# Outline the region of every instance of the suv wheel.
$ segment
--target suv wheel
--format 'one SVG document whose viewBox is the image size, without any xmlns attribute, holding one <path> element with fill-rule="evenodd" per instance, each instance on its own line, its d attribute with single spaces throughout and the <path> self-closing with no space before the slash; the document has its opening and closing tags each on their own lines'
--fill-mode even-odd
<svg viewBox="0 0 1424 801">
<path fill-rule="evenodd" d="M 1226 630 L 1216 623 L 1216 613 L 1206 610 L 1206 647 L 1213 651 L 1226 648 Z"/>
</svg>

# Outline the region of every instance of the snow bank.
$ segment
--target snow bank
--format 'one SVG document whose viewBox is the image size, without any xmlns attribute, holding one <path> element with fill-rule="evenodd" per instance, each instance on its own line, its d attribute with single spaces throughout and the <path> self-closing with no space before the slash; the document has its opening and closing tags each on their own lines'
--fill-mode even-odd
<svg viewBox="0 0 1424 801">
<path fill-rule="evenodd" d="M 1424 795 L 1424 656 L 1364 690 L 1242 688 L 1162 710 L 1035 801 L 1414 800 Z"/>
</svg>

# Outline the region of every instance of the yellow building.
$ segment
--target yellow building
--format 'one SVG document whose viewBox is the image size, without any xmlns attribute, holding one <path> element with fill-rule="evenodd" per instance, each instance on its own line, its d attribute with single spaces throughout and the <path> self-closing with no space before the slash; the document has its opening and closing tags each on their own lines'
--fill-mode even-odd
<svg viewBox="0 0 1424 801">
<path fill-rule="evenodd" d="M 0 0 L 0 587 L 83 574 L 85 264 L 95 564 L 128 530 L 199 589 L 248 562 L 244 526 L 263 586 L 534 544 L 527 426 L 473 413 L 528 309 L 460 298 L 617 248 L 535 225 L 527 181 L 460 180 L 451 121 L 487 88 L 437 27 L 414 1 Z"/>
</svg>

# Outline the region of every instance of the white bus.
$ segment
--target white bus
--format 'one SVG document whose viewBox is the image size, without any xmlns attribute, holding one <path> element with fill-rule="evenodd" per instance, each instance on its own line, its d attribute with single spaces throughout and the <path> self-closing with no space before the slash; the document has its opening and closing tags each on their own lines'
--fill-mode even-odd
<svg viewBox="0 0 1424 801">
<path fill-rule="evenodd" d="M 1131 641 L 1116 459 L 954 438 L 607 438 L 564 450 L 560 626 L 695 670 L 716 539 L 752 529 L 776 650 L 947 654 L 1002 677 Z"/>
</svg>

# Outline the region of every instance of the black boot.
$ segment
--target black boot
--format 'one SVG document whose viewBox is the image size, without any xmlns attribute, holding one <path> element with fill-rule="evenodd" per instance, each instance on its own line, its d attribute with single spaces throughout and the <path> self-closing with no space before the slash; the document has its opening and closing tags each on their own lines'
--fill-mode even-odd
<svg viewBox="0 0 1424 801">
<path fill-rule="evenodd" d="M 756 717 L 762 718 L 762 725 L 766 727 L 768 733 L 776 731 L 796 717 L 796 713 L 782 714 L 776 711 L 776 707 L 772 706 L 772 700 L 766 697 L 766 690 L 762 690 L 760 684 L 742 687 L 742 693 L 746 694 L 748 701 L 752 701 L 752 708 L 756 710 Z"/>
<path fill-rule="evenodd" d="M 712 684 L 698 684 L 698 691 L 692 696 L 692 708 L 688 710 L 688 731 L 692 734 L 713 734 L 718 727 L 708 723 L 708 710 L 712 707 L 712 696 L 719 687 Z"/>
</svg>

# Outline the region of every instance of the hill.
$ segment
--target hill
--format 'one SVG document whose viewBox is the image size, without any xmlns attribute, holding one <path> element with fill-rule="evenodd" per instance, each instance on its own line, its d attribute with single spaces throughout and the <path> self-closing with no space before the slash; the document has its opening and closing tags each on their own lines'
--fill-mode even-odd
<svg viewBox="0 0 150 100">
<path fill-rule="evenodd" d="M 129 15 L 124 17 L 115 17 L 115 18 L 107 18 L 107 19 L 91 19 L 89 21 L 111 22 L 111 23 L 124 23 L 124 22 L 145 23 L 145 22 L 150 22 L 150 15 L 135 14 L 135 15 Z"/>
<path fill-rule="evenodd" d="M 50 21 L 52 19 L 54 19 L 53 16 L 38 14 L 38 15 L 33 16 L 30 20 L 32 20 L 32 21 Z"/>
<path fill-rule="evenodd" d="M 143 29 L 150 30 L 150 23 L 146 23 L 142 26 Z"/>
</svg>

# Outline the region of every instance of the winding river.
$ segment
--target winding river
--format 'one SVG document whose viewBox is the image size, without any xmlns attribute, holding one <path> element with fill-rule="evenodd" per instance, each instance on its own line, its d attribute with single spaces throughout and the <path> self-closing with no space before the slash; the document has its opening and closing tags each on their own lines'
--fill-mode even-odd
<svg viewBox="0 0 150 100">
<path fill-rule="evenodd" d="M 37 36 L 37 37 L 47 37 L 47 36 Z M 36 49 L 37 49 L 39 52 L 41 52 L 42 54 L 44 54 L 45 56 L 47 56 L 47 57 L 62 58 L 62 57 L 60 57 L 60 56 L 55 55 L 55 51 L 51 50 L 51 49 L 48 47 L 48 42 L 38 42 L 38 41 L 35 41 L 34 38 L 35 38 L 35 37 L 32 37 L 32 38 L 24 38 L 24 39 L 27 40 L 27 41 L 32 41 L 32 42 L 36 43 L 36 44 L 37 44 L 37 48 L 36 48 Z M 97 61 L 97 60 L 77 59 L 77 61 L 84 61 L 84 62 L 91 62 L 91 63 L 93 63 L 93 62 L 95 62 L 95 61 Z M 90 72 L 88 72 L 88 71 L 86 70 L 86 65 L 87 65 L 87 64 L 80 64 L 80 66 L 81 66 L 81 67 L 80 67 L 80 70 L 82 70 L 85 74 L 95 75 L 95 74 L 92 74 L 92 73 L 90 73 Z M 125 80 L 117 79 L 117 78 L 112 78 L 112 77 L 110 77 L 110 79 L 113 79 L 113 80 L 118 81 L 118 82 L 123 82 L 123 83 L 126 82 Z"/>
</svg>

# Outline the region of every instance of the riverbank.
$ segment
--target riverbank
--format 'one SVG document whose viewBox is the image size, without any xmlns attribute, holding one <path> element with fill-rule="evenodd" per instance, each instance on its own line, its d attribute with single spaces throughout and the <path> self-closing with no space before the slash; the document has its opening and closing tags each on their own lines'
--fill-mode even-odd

────────

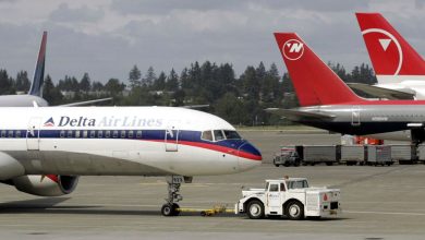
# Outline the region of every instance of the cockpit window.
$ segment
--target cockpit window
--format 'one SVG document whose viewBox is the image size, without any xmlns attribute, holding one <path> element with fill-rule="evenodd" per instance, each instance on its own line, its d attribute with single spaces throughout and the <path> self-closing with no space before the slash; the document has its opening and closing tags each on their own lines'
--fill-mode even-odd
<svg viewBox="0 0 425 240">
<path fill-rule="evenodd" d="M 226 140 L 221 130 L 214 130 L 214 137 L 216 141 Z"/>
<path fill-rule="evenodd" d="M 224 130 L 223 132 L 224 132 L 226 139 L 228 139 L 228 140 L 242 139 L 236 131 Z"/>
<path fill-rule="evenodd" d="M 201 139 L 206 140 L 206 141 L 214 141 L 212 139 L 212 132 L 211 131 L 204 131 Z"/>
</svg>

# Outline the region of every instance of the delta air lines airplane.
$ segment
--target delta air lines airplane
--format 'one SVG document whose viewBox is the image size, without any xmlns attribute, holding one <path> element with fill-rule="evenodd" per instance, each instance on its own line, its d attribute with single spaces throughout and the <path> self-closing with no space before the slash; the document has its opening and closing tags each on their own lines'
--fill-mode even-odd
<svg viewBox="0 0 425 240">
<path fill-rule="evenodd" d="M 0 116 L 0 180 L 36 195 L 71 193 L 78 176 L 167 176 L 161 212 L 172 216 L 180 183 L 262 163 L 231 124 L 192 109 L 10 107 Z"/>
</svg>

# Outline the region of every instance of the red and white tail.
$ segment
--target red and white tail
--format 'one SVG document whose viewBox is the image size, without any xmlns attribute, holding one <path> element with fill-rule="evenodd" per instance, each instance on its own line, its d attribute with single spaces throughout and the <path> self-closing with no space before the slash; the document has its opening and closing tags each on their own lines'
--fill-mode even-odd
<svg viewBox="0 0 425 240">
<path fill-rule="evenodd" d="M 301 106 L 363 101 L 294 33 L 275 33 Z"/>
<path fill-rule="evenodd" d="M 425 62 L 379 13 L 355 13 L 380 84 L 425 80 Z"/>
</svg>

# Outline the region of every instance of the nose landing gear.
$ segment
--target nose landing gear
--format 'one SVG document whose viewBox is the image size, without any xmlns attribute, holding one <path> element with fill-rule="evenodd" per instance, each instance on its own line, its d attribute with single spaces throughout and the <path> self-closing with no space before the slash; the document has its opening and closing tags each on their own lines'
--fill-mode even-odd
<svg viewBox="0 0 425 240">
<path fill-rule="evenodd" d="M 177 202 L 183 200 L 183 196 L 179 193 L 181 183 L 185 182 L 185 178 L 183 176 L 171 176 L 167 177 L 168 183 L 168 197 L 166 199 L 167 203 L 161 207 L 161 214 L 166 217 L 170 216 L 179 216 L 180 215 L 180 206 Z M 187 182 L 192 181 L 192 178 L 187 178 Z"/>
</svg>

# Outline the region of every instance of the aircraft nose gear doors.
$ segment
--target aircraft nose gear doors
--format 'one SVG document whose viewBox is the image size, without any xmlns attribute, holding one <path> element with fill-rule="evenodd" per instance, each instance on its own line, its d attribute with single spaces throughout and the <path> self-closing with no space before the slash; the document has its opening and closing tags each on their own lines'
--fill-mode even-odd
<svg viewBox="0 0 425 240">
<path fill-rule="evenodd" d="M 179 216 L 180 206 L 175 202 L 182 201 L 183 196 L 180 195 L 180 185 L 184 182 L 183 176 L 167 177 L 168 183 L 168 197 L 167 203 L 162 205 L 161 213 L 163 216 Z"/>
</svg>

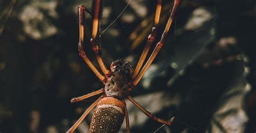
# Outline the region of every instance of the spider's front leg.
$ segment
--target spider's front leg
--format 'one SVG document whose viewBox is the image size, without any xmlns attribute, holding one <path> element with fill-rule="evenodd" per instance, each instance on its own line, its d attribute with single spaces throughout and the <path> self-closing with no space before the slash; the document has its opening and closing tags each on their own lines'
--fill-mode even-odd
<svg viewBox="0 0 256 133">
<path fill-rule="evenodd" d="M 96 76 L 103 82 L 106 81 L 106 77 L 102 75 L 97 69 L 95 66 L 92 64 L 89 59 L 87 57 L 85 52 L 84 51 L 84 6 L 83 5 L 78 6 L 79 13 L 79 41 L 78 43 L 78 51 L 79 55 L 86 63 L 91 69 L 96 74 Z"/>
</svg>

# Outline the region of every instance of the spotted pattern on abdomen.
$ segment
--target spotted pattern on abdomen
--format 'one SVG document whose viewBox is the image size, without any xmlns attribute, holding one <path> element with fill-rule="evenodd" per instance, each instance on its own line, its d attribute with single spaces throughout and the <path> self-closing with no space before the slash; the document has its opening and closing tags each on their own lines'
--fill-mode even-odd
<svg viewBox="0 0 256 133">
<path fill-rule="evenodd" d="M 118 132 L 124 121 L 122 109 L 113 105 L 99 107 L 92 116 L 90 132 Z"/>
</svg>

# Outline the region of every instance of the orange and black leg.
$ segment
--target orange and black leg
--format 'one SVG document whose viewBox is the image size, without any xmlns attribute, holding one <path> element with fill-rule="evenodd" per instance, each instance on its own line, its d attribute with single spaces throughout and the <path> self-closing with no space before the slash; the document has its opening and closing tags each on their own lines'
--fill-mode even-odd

────────

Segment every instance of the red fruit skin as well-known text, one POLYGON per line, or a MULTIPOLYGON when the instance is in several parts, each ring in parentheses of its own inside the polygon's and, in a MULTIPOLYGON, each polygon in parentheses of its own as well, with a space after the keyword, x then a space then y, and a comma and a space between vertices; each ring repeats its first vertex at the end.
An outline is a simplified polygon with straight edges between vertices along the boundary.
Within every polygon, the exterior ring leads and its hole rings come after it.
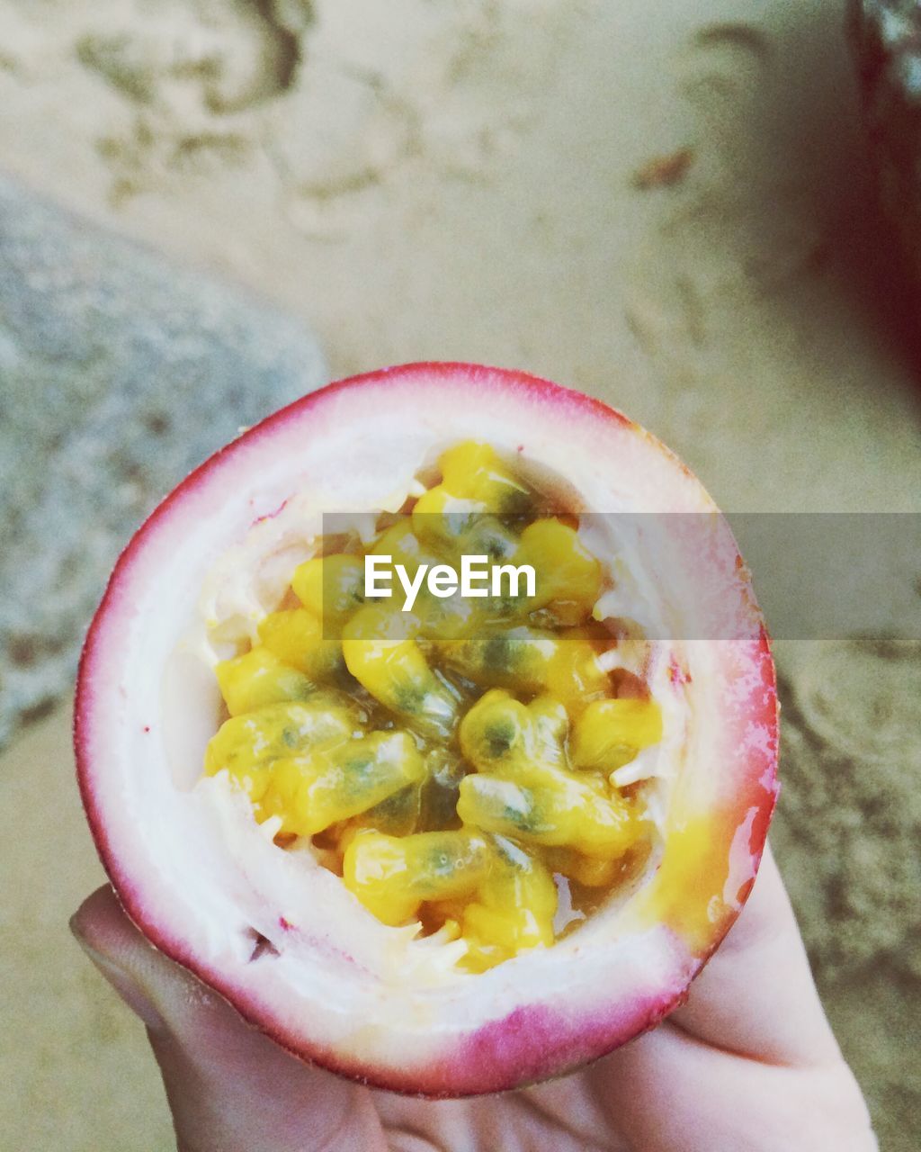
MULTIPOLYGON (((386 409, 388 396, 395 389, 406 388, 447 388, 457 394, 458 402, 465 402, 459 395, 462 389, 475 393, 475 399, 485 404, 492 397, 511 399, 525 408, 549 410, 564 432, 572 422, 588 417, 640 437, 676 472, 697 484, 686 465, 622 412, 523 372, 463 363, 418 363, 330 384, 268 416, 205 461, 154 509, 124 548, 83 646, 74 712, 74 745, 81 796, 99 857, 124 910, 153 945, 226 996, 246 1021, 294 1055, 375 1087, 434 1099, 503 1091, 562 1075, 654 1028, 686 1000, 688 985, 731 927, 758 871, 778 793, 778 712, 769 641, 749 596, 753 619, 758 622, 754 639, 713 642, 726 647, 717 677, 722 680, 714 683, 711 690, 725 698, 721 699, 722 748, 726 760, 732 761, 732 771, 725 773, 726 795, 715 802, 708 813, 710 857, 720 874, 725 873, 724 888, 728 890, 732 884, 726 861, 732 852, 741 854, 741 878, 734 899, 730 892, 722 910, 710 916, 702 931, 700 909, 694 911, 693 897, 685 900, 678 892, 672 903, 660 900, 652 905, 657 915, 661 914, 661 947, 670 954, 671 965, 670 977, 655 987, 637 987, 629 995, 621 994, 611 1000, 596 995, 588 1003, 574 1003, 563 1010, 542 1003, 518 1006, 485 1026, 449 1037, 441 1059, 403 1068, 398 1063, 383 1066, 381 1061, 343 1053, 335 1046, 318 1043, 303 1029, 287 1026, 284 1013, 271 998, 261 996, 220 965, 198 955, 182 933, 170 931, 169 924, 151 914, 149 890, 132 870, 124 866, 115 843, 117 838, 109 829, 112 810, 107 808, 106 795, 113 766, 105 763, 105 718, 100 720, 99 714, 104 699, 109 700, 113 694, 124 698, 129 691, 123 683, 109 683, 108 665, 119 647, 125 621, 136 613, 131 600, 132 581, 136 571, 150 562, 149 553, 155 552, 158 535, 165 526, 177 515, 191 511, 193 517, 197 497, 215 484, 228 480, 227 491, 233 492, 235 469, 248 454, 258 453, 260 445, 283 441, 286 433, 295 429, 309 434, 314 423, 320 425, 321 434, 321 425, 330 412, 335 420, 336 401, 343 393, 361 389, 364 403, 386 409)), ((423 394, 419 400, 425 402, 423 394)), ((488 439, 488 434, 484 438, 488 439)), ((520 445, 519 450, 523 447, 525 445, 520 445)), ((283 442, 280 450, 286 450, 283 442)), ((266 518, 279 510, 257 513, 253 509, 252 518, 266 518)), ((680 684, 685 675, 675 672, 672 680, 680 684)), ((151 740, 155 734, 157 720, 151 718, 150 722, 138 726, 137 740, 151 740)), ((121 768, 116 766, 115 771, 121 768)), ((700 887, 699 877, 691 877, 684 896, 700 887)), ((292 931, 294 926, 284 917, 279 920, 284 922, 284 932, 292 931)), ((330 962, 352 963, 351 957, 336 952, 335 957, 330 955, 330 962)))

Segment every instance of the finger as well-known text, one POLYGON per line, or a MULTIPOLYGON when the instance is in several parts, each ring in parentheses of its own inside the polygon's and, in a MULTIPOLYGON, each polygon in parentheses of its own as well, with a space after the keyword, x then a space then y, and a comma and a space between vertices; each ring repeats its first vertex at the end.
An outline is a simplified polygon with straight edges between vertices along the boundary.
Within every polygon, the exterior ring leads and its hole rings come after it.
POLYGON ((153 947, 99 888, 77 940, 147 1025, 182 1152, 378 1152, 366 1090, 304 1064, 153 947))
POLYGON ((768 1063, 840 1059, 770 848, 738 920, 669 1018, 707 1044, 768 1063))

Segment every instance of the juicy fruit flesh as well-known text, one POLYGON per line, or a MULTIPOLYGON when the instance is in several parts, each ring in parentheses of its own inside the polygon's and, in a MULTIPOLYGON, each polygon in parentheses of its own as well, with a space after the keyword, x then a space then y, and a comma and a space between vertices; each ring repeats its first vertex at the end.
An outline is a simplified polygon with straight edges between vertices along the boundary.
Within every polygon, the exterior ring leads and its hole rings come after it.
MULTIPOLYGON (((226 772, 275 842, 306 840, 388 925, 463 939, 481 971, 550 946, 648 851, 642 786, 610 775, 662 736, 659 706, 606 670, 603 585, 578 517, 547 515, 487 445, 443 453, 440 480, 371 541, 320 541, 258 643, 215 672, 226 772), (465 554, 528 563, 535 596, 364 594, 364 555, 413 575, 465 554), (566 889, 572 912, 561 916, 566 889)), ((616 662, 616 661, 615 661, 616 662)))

────────

Convert the records into a Markdown table with the columns Row and Line, starting with the line that contains "# Outline the region of every instance of the hill." and going on through the line that contains "--target hill". Number each row and leave out blank lines.

(Response for this exercise)
| Row | Line |
|---|---|
| 1 | # Outline the region of every instance of the hill. |
| 2 | $ segment |
| 3 | --target hill |